[[ Records shown, beginning ]]
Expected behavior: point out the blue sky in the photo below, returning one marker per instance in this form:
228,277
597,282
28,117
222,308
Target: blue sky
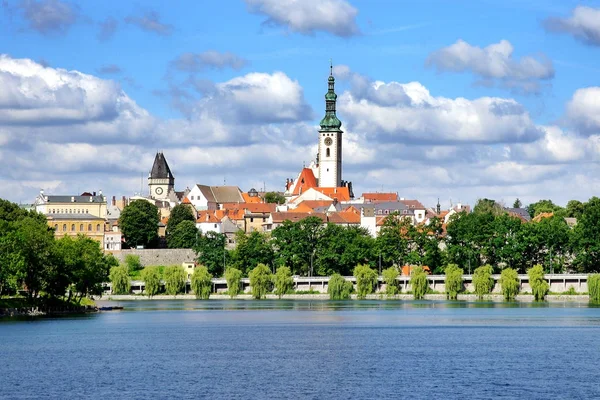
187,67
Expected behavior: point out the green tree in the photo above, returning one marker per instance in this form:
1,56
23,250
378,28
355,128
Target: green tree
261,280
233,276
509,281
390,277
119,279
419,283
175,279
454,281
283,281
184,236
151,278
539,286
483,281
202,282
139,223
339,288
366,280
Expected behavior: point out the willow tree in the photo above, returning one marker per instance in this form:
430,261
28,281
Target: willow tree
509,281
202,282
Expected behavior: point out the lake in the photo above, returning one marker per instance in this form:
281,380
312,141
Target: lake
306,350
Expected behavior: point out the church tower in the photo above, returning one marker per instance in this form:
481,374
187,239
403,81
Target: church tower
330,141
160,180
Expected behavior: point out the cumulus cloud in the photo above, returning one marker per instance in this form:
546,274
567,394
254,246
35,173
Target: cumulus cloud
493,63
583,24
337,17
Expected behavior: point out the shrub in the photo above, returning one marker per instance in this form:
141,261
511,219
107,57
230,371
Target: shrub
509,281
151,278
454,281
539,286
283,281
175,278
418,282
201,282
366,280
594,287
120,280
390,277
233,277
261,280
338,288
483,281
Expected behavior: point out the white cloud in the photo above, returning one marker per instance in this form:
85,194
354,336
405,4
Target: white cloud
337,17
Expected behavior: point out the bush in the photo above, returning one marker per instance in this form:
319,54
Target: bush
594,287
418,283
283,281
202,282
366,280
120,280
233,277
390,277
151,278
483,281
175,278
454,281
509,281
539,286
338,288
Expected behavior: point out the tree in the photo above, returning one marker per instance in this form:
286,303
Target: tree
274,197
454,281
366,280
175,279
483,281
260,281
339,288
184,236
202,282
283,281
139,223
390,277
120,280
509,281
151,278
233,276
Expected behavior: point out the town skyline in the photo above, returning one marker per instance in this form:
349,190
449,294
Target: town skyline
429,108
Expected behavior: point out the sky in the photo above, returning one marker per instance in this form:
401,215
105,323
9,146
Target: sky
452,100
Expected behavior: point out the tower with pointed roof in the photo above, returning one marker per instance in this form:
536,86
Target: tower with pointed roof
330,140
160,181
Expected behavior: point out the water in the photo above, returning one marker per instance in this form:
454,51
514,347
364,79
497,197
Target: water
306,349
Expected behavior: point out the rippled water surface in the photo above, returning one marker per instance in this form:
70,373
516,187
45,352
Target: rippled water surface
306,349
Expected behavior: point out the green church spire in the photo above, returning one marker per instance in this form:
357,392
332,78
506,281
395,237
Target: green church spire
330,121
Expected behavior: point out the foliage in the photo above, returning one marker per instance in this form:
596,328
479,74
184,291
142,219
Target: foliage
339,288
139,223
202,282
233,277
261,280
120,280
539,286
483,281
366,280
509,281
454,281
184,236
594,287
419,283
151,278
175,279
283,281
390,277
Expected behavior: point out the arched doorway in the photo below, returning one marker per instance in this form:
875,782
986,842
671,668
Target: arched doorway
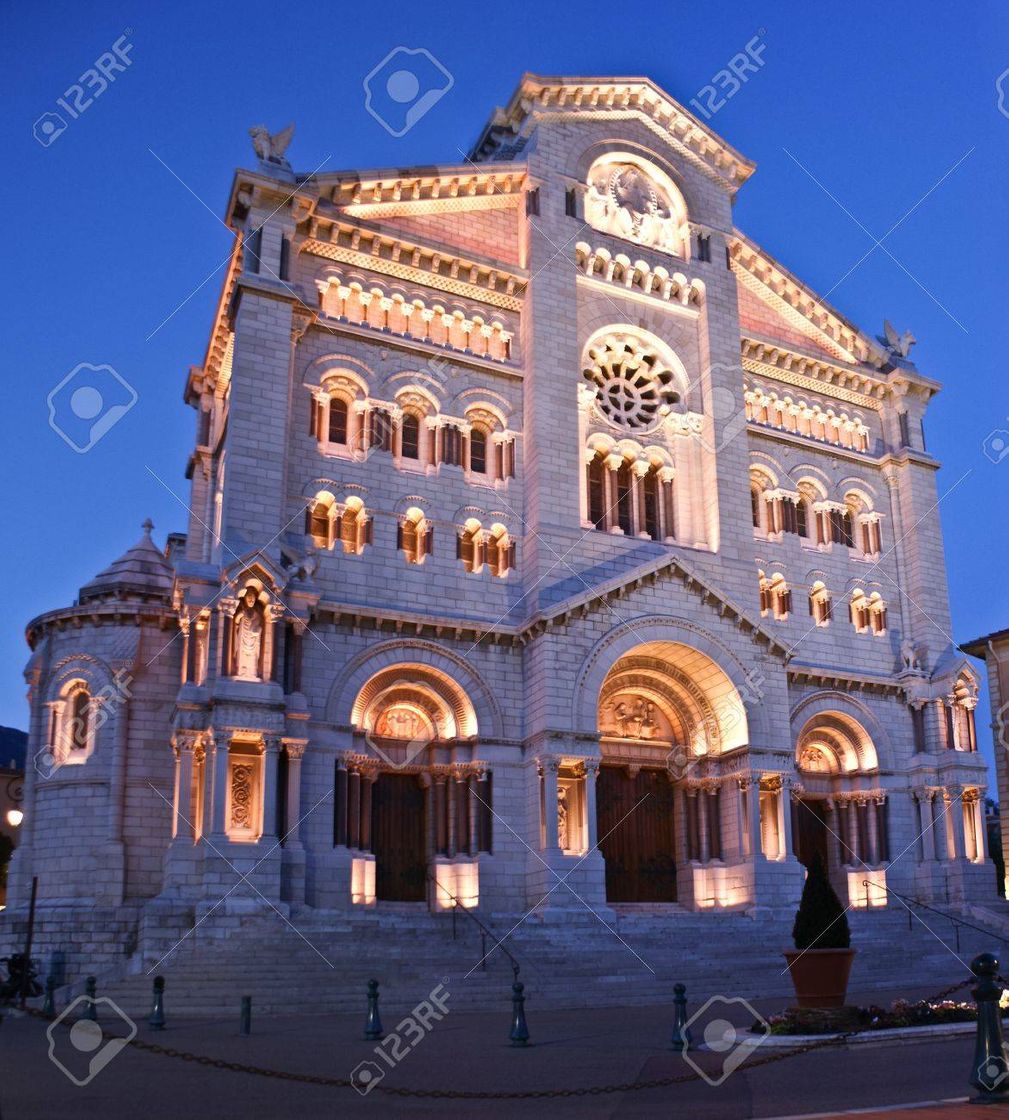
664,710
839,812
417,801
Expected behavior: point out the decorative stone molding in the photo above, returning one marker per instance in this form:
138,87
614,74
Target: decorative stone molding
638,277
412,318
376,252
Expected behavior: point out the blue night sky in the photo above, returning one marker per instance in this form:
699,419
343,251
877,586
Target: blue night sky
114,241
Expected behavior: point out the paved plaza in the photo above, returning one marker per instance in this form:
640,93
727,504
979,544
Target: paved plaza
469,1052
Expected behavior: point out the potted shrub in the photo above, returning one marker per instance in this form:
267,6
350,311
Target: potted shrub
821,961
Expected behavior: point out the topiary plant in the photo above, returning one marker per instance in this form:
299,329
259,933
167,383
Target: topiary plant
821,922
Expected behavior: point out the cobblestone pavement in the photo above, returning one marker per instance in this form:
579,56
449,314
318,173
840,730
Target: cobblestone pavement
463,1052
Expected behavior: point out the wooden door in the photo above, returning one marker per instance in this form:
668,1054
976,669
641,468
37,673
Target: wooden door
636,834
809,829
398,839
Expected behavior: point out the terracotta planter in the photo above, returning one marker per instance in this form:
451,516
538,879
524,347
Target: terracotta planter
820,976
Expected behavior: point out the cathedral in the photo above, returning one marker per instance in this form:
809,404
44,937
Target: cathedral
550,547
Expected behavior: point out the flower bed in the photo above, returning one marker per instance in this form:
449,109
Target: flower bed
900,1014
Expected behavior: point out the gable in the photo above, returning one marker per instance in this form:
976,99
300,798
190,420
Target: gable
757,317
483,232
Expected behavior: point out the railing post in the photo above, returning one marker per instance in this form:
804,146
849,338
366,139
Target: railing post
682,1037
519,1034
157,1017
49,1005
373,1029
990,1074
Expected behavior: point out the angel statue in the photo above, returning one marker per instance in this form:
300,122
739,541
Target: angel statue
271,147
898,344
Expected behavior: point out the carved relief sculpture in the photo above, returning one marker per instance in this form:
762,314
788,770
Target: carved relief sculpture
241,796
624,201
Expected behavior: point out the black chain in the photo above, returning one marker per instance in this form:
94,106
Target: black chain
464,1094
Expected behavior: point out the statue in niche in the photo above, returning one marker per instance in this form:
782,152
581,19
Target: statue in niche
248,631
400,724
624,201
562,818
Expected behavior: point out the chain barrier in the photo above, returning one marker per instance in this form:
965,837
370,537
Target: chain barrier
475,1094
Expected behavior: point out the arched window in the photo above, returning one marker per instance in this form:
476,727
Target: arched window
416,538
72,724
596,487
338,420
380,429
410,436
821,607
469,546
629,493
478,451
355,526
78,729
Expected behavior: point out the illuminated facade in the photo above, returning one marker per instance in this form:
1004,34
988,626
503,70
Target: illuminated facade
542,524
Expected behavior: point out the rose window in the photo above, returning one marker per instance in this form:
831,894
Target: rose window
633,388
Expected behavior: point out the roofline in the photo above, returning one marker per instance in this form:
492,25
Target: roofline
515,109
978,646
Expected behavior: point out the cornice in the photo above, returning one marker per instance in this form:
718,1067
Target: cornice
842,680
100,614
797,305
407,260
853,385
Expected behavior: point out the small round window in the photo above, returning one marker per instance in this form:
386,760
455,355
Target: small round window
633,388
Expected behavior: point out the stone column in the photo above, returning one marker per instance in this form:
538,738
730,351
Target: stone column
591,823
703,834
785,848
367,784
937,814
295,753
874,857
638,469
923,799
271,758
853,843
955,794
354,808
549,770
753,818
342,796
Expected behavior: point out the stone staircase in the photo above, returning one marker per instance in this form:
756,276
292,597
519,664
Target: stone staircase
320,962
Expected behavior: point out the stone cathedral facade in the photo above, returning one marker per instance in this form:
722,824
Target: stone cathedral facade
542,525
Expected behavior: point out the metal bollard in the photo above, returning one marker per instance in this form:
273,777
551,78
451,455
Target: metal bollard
[[ Records shown, end ]]
#### Work to be completed
Wherever the word "bollard" occurs in the data, copy that whole line.

#### Solved exercise
Expected behavior: point out the metal bollard in the photo above, returning one marker per instance in this form:
Target: metal bollard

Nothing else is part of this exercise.